WHAT TO PRODUCE: Extract the lines below word for word, omitting the pictures from your answer.

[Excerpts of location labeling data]
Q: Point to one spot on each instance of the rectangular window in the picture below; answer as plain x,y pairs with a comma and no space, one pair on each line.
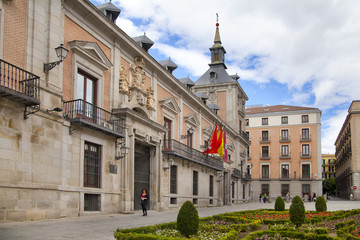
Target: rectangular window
189,138
285,188
92,165
173,200
285,150
304,118
305,171
284,134
265,171
264,121
305,134
285,172
232,189
86,89
167,135
265,189
173,179
265,136
305,150
265,151
306,189
195,182
211,186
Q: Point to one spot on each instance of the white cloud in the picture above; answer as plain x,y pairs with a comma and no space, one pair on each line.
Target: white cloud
312,47
331,128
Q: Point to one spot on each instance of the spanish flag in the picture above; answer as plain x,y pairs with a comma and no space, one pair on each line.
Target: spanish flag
220,139
213,146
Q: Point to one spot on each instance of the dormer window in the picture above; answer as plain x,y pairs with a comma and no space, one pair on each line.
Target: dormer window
216,57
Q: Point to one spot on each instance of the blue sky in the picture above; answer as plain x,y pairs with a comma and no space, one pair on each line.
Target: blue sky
300,53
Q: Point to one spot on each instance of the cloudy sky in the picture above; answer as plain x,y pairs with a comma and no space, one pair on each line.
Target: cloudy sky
300,53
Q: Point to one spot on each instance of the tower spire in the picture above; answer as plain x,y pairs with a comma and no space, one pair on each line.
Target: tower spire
217,50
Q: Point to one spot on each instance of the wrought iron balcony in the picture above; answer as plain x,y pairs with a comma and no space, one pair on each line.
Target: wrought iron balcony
245,136
86,114
176,148
236,173
246,176
264,139
18,84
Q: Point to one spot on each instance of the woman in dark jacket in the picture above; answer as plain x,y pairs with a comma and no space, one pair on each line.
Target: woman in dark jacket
144,200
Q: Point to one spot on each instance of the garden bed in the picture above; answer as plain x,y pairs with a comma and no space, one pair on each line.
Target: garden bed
258,224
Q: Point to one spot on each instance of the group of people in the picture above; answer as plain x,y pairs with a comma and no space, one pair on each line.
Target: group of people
263,197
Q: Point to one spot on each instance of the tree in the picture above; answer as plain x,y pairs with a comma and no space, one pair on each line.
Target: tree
297,211
329,186
279,204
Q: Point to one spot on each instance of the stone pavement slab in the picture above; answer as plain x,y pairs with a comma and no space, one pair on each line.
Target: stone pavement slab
102,227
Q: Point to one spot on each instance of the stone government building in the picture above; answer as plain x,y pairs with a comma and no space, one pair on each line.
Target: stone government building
64,122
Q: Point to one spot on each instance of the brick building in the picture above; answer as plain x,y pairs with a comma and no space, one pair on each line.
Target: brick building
84,133
285,151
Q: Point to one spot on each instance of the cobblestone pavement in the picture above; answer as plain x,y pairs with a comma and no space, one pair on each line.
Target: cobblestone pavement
102,227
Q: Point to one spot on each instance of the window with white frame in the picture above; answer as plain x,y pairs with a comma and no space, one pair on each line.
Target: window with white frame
285,150
265,171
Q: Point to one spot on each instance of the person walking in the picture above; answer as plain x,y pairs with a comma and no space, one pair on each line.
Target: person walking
144,200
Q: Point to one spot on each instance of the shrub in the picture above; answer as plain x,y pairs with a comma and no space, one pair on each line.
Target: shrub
297,211
188,219
279,204
320,204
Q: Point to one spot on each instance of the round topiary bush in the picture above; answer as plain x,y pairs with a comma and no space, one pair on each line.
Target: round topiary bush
279,204
188,219
297,211
320,204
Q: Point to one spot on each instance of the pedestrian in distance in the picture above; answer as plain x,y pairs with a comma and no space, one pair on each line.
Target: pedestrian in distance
144,200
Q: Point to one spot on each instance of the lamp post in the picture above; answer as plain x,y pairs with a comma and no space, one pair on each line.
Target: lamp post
123,152
61,53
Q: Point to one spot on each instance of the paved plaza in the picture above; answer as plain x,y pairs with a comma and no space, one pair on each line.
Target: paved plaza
102,227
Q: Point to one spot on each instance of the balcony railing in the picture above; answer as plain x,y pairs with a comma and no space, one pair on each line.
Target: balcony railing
264,139
246,176
236,173
171,146
245,136
84,113
305,155
18,84
284,139
305,138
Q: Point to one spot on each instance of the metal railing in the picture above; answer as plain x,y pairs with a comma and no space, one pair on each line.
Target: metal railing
171,146
247,176
236,173
89,114
17,83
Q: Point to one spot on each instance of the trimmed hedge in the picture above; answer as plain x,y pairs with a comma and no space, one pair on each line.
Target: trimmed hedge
297,211
279,204
320,204
188,219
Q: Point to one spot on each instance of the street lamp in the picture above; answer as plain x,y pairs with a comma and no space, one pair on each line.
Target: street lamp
122,153
191,131
61,52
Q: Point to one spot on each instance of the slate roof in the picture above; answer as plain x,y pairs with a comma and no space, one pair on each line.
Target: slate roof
213,106
201,95
144,42
221,76
187,81
109,7
276,108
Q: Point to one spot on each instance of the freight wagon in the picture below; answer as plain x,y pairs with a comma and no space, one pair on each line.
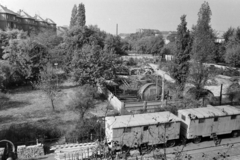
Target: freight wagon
165,128
148,129
209,122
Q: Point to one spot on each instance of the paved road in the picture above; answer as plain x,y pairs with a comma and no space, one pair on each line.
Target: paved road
205,150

EXERCISE RESPONSE:
Q: Point to one spot on each instance of the rectangular window in the picture below; answer as plain x,y pairs with a comma and no space, one pair on each line.
Target: rectangular window
189,138
285,188
92,165
173,200
285,150
304,118
305,171
284,134
265,171
264,121
305,134
285,172
232,189
86,89
167,135
265,189
173,179
265,136
305,150
265,151
306,189
195,182
211,186
Q: Point to one spot on each instance of the white cloud in the picture above; answer as plain x,y pairs with a comma and no space, one pair on each line.
Target: white cloud
312,47
331,128
Q: Point to one spot on each instance of the spanish flag in the picture above; answer as plain x,y pairs with a comma and no space, one pair on each line.
Target: spanish flag
220,139
213,146
Q: Point to one spot on each instance of the dormer window in the picture above; answer as plain x,y pairs with a comma and no space, one pair on each line.
Target: dormer window
216,57
Q: Point to one spot on each instance of the blue sky in the picture above; answer as plain x,y pairs with a comma and no space, one pair on each line.
Target: blue sky
300,53
Q: Point to one spot on each instance of the cloudy sky in the picture above; answer as plain x,y pairs with a comma and no space, one pair on each line.
Target: cloudy sky
300,53
Q: Point to one spot on each instance of the tower spire in the picture above; answer as plain x,y pairs with a comma and no space, one pair on each line.
Target: tower spire
217,50
Q: Point to one spot on each instance of the wrought iron balcony in the picture above; answer as plain x,y pairs with a comma and no space, one pair on each line.
Target: wrought iron balcony
245,136
86,114
176,148
236,173
246,176
264,139
18,84
Q: Point to one spot on each instance of the woman in dark jacket in the picture above; answer as plain x,y pairs with a comma and no space, one pair on each line.
Target: woman in dark jacket
144,200
Q: Point to one spot on each instance of the garden bed in the picture above; answer as plain x,y pairs with a comma and no space, one pair on each line.
Target: garden bed
258,224
Q: Point to one spot on each instance of the group of people in the picture above; answer as plain x,y pairs with a comma and no space, one pair on each line.
Target: group of people
263,197
Q: Point to one spot on each instance of the tree in the picture above; answer as plain x,y pairs with a comma and no space, one pair on each line.
Target: tree
297,211
329,186
279,204
Q: Point to one spot on each instance of the stone pavement slab in the picture above; answer as plain x,y pairs with a comma and no space, one pair on each line.
Target: stone pavement slab
102,227
Q: Point to one spot on each instance of the stone government building in the picture above; answer as plain x,y pairs with a comma and no space, one pair on each line.
Target: stone government building
64,122
Q: Point to one spot on each instance of the brick building in the picture above; answer as plain x,y pairs with a comma and no space, one pair on each line.
Target: brick building
84,133
285,151
Q: Point to one spot on each instance of the cobblestone pavement in the picture above; answer as plain x,y pairs with a comma and no space, one pair on each line.
Target: cobblestone pavement
102,227
Q: Point to one spot on each instance of the window with white frame in the picture above; answer as plain x,y pairs with a comma and no space, one pair on each line.
Target: window with white frame
285,150
265,171
Q: Point to one spot on each instance of the person walking in the picture above; answer as plain x,y pairs with a comma and no space, one pair on each line.
Target: person walking
144,200
Q: Point to one spot on each instance of the shrub in the picture above; answer as plain x,y pairs with a comma and no space, one pair on each line.
Target: shrub
297,211
188,219
279,204
320,204
Q: Point to one spot on each instance of the round topiary bush in the picture above; answer as plain x,y pairs with a comma and no space, one pair on each line.
Target: round topiary bush
279,204
188,219
297,211
320,204
Q: Point to one spot on each instance of the pedestrian in distance in the picture above; answer as plain x,y pairs with a comma and no space, one pair on each line.
Target: pedestrian in distance
144,200
Q: Point to one spot on each instance of the lamp post in the picture above; answer as plain x,y pairs with a comma and no space, one pair on each line.
Target: lamp post
123,152
61,53
Q: Point to one spot on each instance of the paved plaza in the picture above; answer as plain x,y pairs with a comma and no space, one pair on each line.
Target: paved plaza
102,227
Q: Point to one spot on each instance of the balcony railing in the picture above; answer as plain x,y pairs with a comma and no space, one pair on each line.
Target: balcony railing
264,139
246,176
236,173
171,146
245,136
84,113
305,155
18,84
284,139
305,138
Q: Point to one spot on each instance of the metal railing in the picture above; answer as plain x,y pairs with a comma and no space, one pair on each line.
Target: metal railing
171,146
247,176
236,173
89,114
17,83
Q: Point to one spot on each instance of the trimmed hedge in the picture above; answer as plain x,y pairs with a comma and no space, one pair on each line.
Target: trimmed hedge
297,211
279,204
320,204
188,219
Q: Point to one spot on each instance of the street lamp in the picture above; answer as plain x,y pairs with a comma and no space, one pair on each line.
Target: street lamp
122,153
191,131
61,52
Q: Point to one spot on each instance of the slate roof in the picture above; answer as plain x,y pairs with a comma and no space, one pair on each line.
Target: slate roof
213,106
201,95
144,42
221,76
187,81
109,7
276,108
Q: Point to one spot on each instance of the freight wagon in the picture below; answer as plain x,y pairs with a comma and no space, one pair on each line.
Target: freight wagon
165,128
148,129
209,122
Q: Point to one spot on each instance of the paved road in the picture above; answer as plain x,y pairs with a comma and no space, one pair on each line.
Target: paved road
205,150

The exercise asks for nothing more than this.